Drawing spurt. Here's some more...


----------



## ForbiddenSecrets (Aug 15, 2010)

Aw those are very cute c:


----------



## betta lover1507 (Aug 6, 2011)

I NEED ONE OF THEM AS MY BETTA'S XD lol, tell us when ever you like to do our fish ;p


----------



## gidgeystartedit (Nov 13, 2011)

Me? Do your fish? I guess I could try. Tomorrow though, it's late here. But sure.. You could put a pic up?


----------



## betta lover1507 (Aug 6, 2011)

k :-D here is Cookie:








thanks!!


----------



## gidgeystartedit (Nov 13, 2011)

O.K., here's my try.


----------



## betta lover1507 (Aug 6, 2011)

:shock: i love how you made her caudal, love the pattern ;D


----------



## gidgeystartedit (Nov 13, 2011)

Thanks! I tried. I didnt have many colors.


----------



## ZergyMonster (Feb 20, 2012)

You can edit your colors in paint. If you're using the newer version of MS paint you click the edit colors button. If you have the older version it should be under one of the top tabs.


----------



## gidgeystartedit (Nov 13, 2011)

Yep. I knew that just forgot how to do it..


----------

## Short task:
In the forum thread about drawings, what name does betta lover1507 give the fish for gidgeystartedit to draw?

## Data extract:
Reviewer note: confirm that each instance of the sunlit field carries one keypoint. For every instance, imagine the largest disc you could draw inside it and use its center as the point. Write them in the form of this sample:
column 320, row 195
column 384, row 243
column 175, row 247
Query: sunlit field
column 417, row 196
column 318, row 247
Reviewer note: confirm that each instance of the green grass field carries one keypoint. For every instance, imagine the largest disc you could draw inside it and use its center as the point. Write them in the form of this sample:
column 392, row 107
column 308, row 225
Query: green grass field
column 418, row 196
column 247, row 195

--

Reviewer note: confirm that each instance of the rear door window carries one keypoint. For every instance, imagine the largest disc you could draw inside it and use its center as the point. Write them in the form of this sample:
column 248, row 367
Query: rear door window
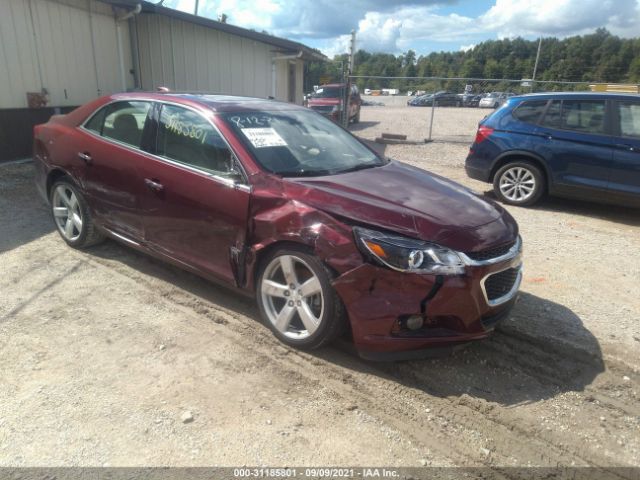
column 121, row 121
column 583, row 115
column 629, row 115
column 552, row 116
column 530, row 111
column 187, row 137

## Exercise answer:
Cookie